_練習課題_
下のページを読み、次の問いに短く答えよ。
1. 児童について何をしてはならないとされているか。
2. 「シンクロ期」は何歳から何歳までの期間か。
3. 「営業期」は何年間続いたか。

_ページ_
§
すべて国民は、勤労の権利を有し、義務を負ふ。
2.賃金、就業時間、休息その他の勤労条件に関する基準は、法律でこれを定める。
3.児童は、これを酷使してはならない。

これまで散々営業時代の話をしてきたけれど、近年で最も印象的な期間でありその以前以後で自身の考え方や人生観、死生観まで大きく変わるきっかけにもなった時期だったからで、必然的に話すことは死ぬほどある。もう辞めて2年以上経つため、段々記憶も精査され思い出も補正されてきた。
まだ28歳。これからも色んな出来事があると思うが、喜怒哀楽その他様々な感情が入り乱れながら、自身を形成する上で欠かせない時期が何度かあった。

第一次形成期は「シンクロ期」。8歳から14歳までの6年間、多分あの頃以上に一つのものに夢中になり、必死になって頑張ったことはない。そして恐らくきっとこれからもない。過去を超えることは難しいし、美化もしてしまっているからということを差し置いても、なぜあんなに頑張れていたのか、なぜあんなに辛いのに続けていたのか、明確な答えは出ない。
確かに自分なのに、別の人の人生のようで、本当にあの6年間は自分の人生だったのか甚だ疑問である。だけど、紛れもなく「シンクロをやっていた」ということで乗り越えられたことも、支えられたこともたくさんあった。自分を肯定できる大きな要素の一つになっていることは確かだ。

第二次形成期は「営業期」。22歳から25歳までの3年間。反対に、この3年間で自身の肯定感はめちゃくちゃに壊れ、自己否定感と自己嫌悪感が恐ろしいほど膨れ上がってしまった。それはまだ修正できていないし、きっとこれからも大きな影響を与え続ける。
自分はダメな人間。自分は無能な人間。自分は不必要な人間。
呪いのように、この言葉が付いて回る。形成されたというより、本来持っていた自身のダメな部分が浮き彫りになったという方が近いかも知れない。今まで誤魔化してきたところが見つかってしまった、という感じ。
§
_表示データ_

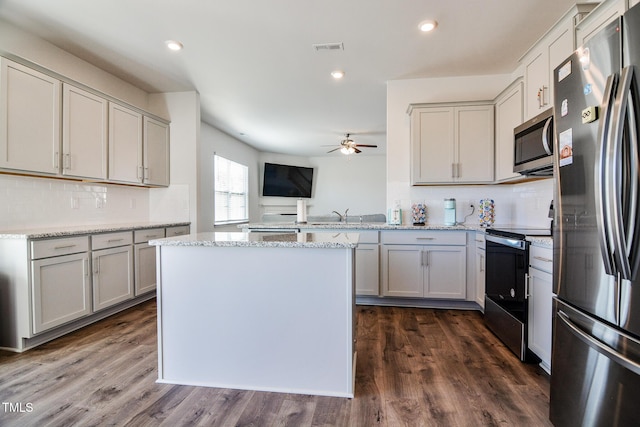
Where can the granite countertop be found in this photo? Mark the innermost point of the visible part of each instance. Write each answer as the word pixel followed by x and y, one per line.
pixel 66 231
pixel 263 240
pixel 355 226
§
_解答_
1. 酷使してはならない。
2. 8歳から14歳まで。
3. 3年間。